Exercise set:
1) In the column on NAFTA, NAFTA is to free trade what mild arthritis is to what?
2) Pick up the column on NAFTA after its final sentence and carry its argument forward.

Given passage:
────────────────────────────────────────
Column on NAFTA Blues

Tibor R. Machan
Both Democratic contenders are NAFTA foes. And their complaints aren’t the
valid ones, of which there are plenty–NAFTA is to free trade what mild
arthritis is to good health. But NAFTA is a step in the right direction,
which is to open all the borders and remove all tariffs and duties and
other impediments to the free flow of commerce around the world.
So what’s the fuss all about? Mobility and foresight, that’s what. A free
market requires some measure of willingness to move and to do this in
several respects and one must also prepare oneself to move from profession
to profession, job to job, vocation to vocation, place to place, etc.,
even when this is only a precaution. That is because a free purchasing
public can choose different products and services, from one purchase to
the next (although often people do remain loyal to some vendors, such as
insurance providers, grocery stores, canned chicken soup producers, and so
forth). But no one is required to stay with the same store, be it a
barbershop, car dealer, spa, or drug store. The free market makes possible
the greatest degree of freedom of association. Even in a less than free
market this is mostly the case, especially for employees who are at
liberty to change jobs if a better one comes their way. (Employers are now
severely restricted in our mixed economy regarding whom they may divorce
in the work force! This fact is a severe block to economic health in
Europe and elsewhere.)
A free market, of course, does not guarantee job security–nothing can do
that apart from a gun held to one that coerces one work (as in a labor
camp) and that only for a little while. But because a free market
constantly generates jobs–it promotes economic development which
translates to more and better jobs–no jobs are lost; people do need to be
flexible, adaptable, willing to change, just as they do when they act as
customers in that same market place.
What the two Democratic candidates capitalize on is that a great many
people want to have it both ways–they want their jobs to remain in place
even while they go shopping and change their preferences all the time and
thus cause job mobility. Change and permanence–most people want them both
but at different locations in the market place. As buyers, change is what
most people choose; as employees and even employers, they want permanence
(except when innovations make things easier).
────────────────────────────────────────
Dataset:
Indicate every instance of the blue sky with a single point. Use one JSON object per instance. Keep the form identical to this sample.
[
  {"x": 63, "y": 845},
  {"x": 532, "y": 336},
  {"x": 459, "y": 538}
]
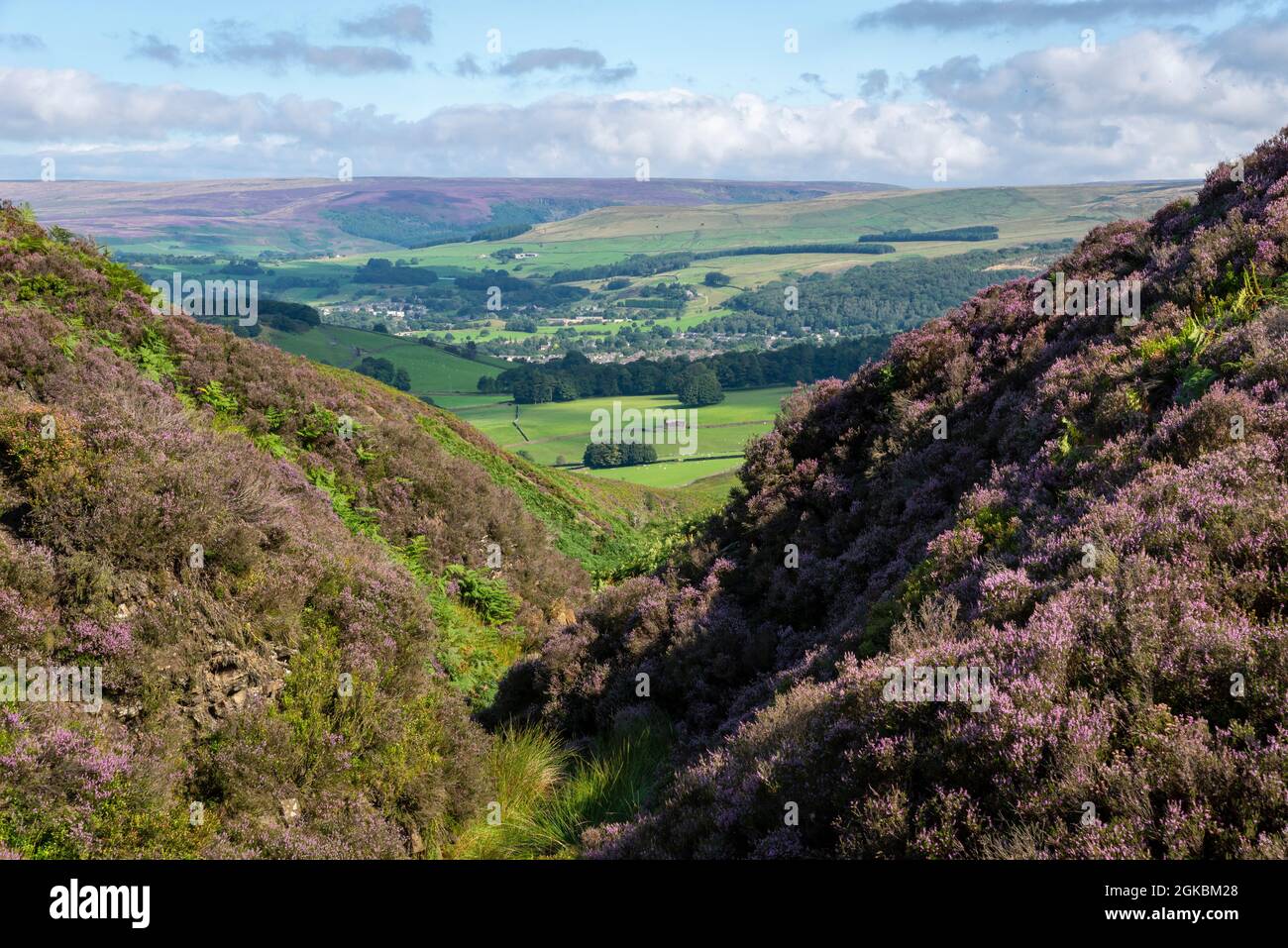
────────────────────────────────────────
Exercise answers:
1) Good health.

2)
In Ohio, for just one example, there needs to be adjustments made to how
people earn a living because other people, abroad, are now offering
services and goods that compete with what Ohioans have been producing.
This, of course, has also freed many people to create jobs in other parts
of the economy because of their use of the moneys they saved through
buying services and produces at lower prices than before. Even when they
buy from producers abroad, they make jobs here because (a) those producers
abroad buy and invest in the U. S. A. and (b) Americans spend savings on
new products and services which are made in their own country.
Once again the ruse comes from what that genius 19th century French
economists, Claude Frédéric Bastiat observed, namely that the market is
teaming with both, what is seen and what is not seen. People tend mainly
to react to what is seen and forget about the unseen, including when it
comes to the impact of free trade and of the best elements of NAFTA.
And, of course, virtually all politicians, those interested mostly in
obtaining power over other people, will capitalize on this fact. Instead
of educating the citizens about the true nature of a free market, they
take advantage of the misunderstanding about the free market that still
pervades our culture, given how dismal economic education tends to be for
nearly all high school and even college students.
Most members of the media aren’t helping either, since what they like to
focus upon is people’s complaints, not on conveying the facts of
economics. But, as the man said, the price of liberty is eternal vigilance!